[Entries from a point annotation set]
[Begin]
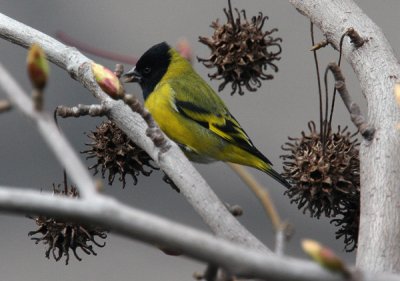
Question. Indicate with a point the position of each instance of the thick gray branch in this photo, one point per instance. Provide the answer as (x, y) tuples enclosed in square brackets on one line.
[(174, 163), (154, 230), (377, 70)]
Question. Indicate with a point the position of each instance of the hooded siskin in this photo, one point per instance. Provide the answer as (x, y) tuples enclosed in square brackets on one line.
[(189, 111)]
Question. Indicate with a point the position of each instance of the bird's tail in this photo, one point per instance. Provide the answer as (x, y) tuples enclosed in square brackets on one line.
[(276, 176)]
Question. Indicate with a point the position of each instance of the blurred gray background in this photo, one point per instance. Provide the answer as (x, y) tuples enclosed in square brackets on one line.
[(281, 108)]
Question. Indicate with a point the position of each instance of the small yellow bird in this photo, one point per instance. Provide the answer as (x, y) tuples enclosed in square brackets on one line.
[(189, 111)]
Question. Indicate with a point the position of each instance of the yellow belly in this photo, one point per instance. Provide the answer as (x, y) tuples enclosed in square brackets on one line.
[(191, 134)]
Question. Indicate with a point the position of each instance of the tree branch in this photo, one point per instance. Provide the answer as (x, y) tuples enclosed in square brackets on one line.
[(133, 223), (377, 70), (195, 189)]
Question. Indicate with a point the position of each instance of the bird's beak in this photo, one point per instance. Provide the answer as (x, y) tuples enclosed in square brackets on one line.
[(132, 76)]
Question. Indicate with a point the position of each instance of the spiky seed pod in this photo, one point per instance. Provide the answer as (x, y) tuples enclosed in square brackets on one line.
[(117, 154), (326, 176), (241, 51), (349, 223), (61, 236)]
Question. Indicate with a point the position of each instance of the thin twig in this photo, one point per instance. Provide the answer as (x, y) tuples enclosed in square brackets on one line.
[(261, 194), (50, 133), (318, 80), (366, 130), (93, 110)]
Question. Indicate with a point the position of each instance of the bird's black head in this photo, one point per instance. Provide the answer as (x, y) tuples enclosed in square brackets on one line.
[(150, 68)]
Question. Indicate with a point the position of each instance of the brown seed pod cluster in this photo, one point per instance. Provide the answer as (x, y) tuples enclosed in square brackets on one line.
[(117, 154), (241, 51), (326, 177), (61, 236), (348, 220)]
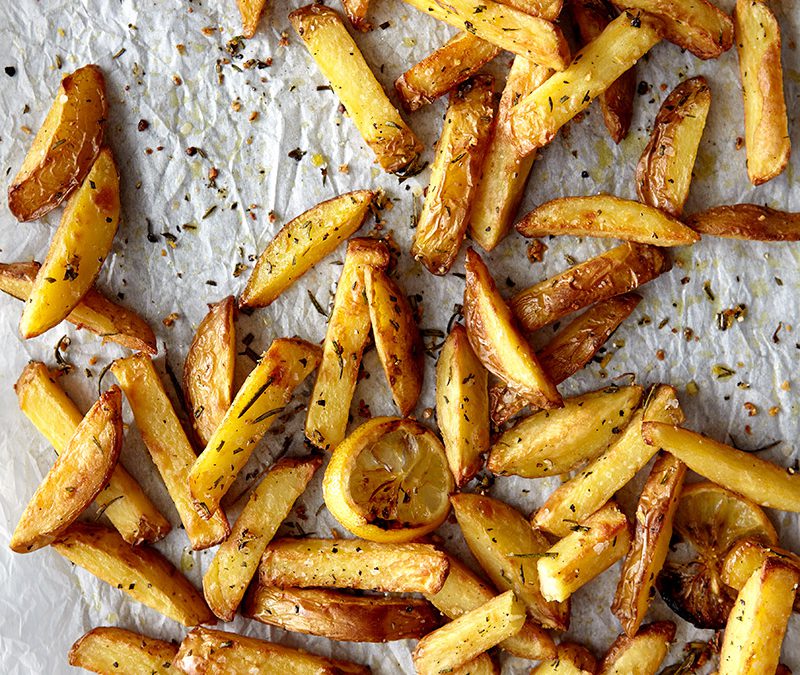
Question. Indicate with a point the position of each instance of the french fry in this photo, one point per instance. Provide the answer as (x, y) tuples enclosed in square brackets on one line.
[(262, 397), (302, 243), (236, 561), (95, 312), (456, 171), (348, 331), (341, 62), (167, 444), (596, 483), (442, 71), (56, 417), (654, 517), (77, 251), (664, 172), (619, 270), (553, 442), (766, 126), (539, 116), (470, 635), (353, 563), (756, 479), (506, 546), (107, 650), (606, 216), (141, 572), (77, 477)]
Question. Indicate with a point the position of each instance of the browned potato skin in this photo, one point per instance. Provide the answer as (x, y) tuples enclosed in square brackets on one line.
[(341, 616), (65, 146)]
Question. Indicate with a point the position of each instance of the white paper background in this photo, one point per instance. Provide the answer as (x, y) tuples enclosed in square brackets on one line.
[(46, 603)]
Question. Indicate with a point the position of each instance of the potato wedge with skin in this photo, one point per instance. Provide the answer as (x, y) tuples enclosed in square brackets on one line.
[(619, 270), (756, 479), (539, 116), (507, 547), (553, 442), (77, 477), (347, 335), (353, 563), (341, 616), (664, 172), (655, 514), (302, 243), (261, 398), (470, 635), (597, 482), (167, 444), (77, 251), (140, 571), (64, 148), (497, 341), (341, 62), (455, 174), (458, 59), (107, 650), (209, 368), (236, 560)]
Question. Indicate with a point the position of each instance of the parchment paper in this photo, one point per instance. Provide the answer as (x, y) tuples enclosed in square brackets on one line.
[(191, 98)]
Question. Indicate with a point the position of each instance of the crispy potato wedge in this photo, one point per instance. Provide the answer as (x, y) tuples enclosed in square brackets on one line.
[(455, 174), (141, 572), (619, 270), (757, 624), (397, 338), (341, 616), (236, 561), (209, 368), (506, 546), (261, 398), (654, 517), (664, 172), (497, 341), (756, 479), (205, 652), (347, 335), (341, 62), (606, 216), (167, 444), (642, 653), (597, 482), (353, 563), (470, 635), (77, 251), (539, 116), (302, 243), (454, 62), (553, 442), (77, 477), (56, 417), (107, 650), (504, 173), (64, 148)]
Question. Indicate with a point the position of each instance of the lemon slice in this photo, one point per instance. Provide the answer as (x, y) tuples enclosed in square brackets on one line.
[(389, 481)]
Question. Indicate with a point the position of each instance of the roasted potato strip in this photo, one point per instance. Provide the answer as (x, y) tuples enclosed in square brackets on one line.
[(141, 572), (302, 243), (455, 174), (166, 441), (65, 147), (664, 172), (341, 62)]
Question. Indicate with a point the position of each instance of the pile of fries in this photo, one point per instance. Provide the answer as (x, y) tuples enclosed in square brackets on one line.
[(393, 481)]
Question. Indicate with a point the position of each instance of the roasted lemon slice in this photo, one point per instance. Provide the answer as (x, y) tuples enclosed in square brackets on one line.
[(389, 481), (709, 521)]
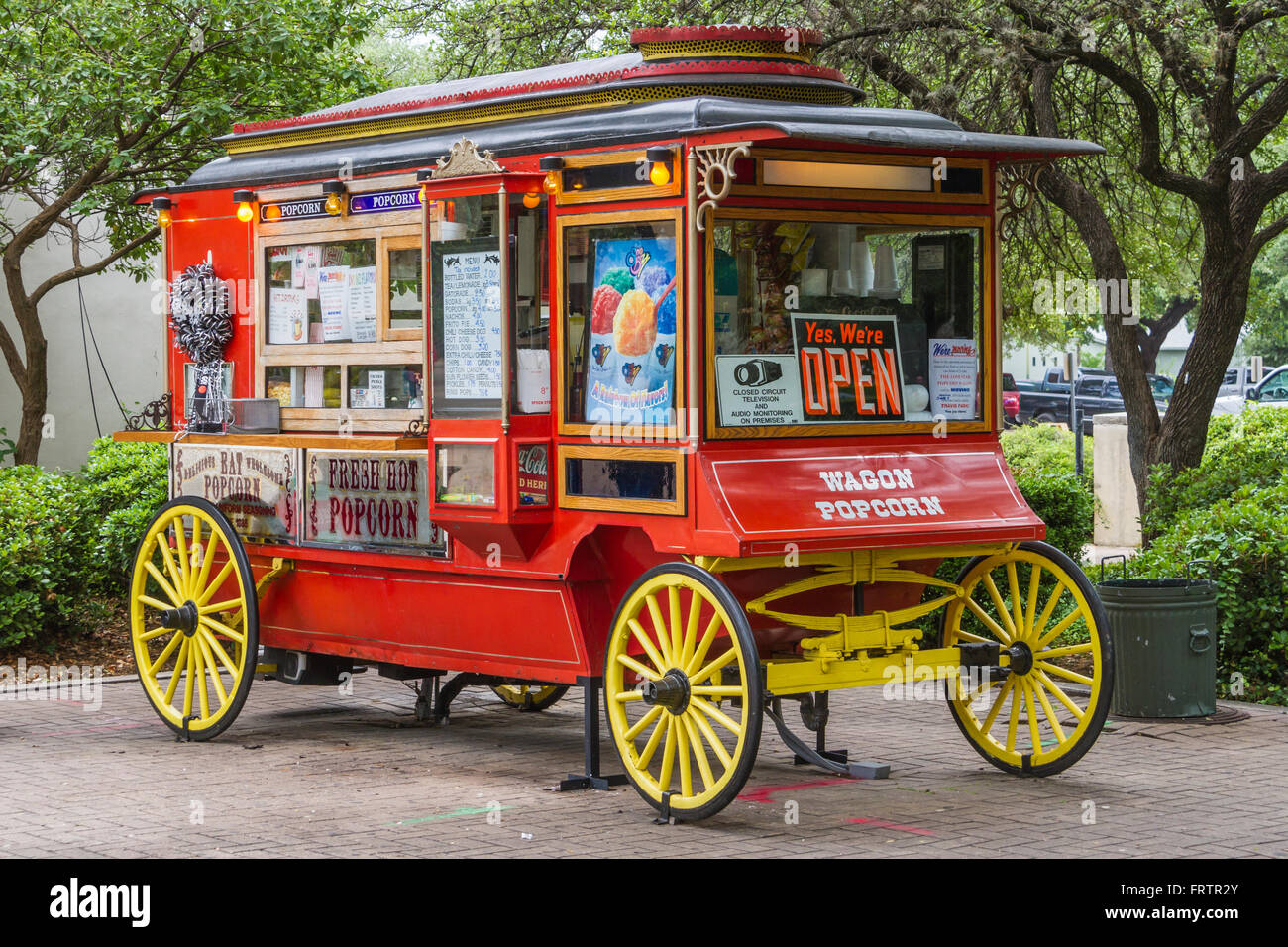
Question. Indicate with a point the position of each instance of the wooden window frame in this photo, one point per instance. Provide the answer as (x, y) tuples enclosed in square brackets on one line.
[(935, 196), (990, 372), (394, 230), (575, 501), (630, 157)]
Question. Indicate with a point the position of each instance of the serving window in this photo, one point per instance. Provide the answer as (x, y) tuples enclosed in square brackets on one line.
[(340, 341), (835, 324)]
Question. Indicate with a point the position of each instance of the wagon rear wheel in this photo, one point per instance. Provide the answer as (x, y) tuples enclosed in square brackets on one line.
[(683, 690), (193, 618), (528, 697), (1041, 714)]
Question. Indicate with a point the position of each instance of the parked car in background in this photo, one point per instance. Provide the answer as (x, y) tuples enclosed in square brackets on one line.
[(1096, 394), (1273, 389), (1010, 401)]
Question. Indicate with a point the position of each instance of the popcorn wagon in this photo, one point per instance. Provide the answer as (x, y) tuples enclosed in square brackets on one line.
[(671, 375)]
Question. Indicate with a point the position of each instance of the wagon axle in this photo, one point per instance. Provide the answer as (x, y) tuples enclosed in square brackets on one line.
[(184, 617), (670, 690)]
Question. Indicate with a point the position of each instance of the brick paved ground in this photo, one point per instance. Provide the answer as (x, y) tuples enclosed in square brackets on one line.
[(307, 772)]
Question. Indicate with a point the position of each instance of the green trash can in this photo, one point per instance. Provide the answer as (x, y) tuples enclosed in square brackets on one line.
[(1164, 634)]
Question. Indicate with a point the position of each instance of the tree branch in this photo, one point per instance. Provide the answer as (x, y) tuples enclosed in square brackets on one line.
[(77, 272)]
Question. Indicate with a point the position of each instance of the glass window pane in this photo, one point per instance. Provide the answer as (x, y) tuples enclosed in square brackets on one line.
[(823, 322), (406, 289), (621, 305), (390, 386), (321, 291), (465, 281), (303, 385), (465, 475)]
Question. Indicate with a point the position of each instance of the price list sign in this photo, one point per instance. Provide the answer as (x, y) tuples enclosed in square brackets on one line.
[(469, 282)]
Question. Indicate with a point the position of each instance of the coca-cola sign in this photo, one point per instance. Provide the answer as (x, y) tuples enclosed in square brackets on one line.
[(533, 474)]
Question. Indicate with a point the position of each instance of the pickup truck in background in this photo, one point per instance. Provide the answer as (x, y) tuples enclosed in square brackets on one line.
[(1095, 394)]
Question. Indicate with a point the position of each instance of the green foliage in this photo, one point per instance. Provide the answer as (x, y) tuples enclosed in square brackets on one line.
[(67, 539), (125, 483), (43, 556), (1245, 450), (1244, 539)]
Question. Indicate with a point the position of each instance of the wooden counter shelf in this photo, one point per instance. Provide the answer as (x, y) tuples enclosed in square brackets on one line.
[(317, 442)]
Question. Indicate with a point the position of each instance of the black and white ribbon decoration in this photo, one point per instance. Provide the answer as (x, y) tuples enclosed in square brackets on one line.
[(198, 315)]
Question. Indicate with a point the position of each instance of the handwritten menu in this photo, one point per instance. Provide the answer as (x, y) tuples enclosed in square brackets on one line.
[(287, 317), (362, 303), (334, 299), (472, 324)]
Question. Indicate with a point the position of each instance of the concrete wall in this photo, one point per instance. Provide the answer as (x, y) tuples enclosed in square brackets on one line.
[(129, 335), (1117, 510)]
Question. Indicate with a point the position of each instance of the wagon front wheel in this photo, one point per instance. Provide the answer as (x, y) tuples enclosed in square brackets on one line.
[(529, 697), (1042, 712), (683, 690), (193, 618)]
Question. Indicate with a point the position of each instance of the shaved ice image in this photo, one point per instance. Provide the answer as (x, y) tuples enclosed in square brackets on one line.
[(619, 279), (653, 279), (603, 308), (635, 326)]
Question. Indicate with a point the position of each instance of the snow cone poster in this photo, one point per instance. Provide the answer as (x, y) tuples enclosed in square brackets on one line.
[(631, 368)]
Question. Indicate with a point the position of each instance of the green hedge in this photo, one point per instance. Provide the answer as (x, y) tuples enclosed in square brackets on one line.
[(1232, 510), (67, 539)]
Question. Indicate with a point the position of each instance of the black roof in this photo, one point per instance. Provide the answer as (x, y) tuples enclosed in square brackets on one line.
[(881, 128)]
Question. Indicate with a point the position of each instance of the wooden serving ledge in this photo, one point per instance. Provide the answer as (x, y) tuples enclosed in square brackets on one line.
[(317, 442)]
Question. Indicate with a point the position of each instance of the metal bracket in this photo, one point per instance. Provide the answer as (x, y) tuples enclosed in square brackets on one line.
[(715, 174), (806, 753)]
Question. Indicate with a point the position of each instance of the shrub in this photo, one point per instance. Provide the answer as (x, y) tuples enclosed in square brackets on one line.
[(1041, 458), (1247, 450), (68, 539), (124, 486), (44, 569), (1244, 538)]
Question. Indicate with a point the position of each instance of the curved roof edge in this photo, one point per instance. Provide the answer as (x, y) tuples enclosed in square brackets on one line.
[(877, 128)]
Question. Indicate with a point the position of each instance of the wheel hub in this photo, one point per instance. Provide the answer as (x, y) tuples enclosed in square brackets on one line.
[(1021, 657), (670, 690), (184, 617)]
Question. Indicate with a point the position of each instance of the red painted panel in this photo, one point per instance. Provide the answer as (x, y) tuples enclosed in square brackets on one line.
[(857, 496), (507, 626)]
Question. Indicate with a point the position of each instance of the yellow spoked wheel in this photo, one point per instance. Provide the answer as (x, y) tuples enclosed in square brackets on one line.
[(683, 690), (193, 618), (1043, 712), (528, 697)]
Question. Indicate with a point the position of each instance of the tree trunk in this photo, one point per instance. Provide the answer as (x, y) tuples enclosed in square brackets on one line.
[(29, 369)]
[End]
# [Given problem]
Rewrite the material between the line holding "the wagon axle" and the line holding "[(1164, 634)]", inclusive, keeping every request and adding 28 to each coordinate value in the answers. Include only those lines.

# [Task response]
Question. Indicate with a point the position of each instance of the wagon axle in this photo, one point per instance. Provide the answer as (x, y) tuples enclosed in square brackets on one line.
[(212, 645), (698, 718)]
Question. Indicate with a point the position of each instance of the brick paved ground in this photo, one point per instance. Provide the answer as (x, y) tuples enclosed in square brackets on one line.
[(335, 800)]
Question. Indicate with a point the position of each instance of the green trash can in this photo, one point per instance. Provide the answer as (x, y) tuples enclosed in square brackets on one line.
[(1192, 662)]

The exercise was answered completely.